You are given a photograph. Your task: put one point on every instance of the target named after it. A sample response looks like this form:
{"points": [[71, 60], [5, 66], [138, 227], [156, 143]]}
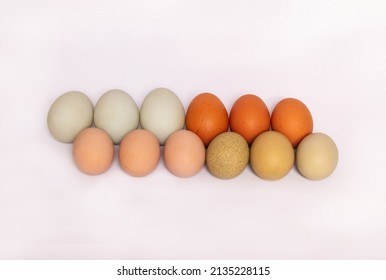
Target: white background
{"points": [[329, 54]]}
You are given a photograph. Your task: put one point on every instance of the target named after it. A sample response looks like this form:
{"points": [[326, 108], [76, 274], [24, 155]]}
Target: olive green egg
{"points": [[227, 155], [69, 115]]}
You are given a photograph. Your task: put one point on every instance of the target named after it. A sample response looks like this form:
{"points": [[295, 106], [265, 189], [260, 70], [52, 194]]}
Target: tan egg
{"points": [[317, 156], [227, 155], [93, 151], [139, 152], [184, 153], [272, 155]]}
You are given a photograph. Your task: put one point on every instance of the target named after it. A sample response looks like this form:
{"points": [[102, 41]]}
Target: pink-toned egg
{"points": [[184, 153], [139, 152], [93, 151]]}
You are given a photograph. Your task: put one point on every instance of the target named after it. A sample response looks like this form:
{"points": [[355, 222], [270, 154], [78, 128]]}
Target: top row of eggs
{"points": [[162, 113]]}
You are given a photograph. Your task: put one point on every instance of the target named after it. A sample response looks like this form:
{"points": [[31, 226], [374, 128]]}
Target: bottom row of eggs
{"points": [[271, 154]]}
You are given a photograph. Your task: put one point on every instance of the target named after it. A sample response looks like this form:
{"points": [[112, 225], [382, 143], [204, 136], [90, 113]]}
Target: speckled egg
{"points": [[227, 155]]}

• [WHAT THE EXERCISE ASKS]: Set down each line of the material exactly and skip every image.

• [WRITTEN SOLUTION]:
You are given a photograph. Your task: put one point on every instance of the target named after it. A sample response looks like this form:
{"points": [[71, 60], [5, 66], [138, 227], [156, 143]]}
Target: white background
{"points": [[329, 54]]}
You are given a photograph. Your task: put one point on every instance of the target named after it. A sample response looks like this form:
{"points": [[326, 108], [76, 274], [24, 155]]}
Target: olive green egg
{"points": [[227, 155], [69, 115]]}
You are given a photograph. Your task: put one point on every instance of the target named after it. A sample response looks like this form:
{"points": [[295, 106], [265, 189], [260, 70], [52, 194]]}
Target: tan egg
{"points": [[317, 156], [227, 155], [93, 151], [139, 152], [184, 153], [272, 155]]}
You are given a photograph. Your task: put one point on every instance of the target named after it. A sample response looks like this form:
{"points": [[102, 41]]}
Target: pink-toned egg
{"points": [[184, 153], [139, 152], [93, 151]]}
You are given a photograph. Your task: put one point on every instance of the target named after it. A sample response looks like this form:
{"points": [[355, 222], [270, 154], [78, 128]]}
Target: top row of eggs
{"points": [[162, 113]]}
You are given a photograph. Your task: put one point on every instance of the target named after it. A sample response looks like this form:
{"points": [[31, 226], [374, 128]]}
Target: bottom row of eggs
{"points": [[271, 154]]}
You are given a photograph. Your task: put one point on every instance of the target named after it. A sample response looks like this form:
{"points": [[112, 225], [382, 143], [204, 136], [90, 113]]}
Target: speckled egg
{"points": [[227, 155]]}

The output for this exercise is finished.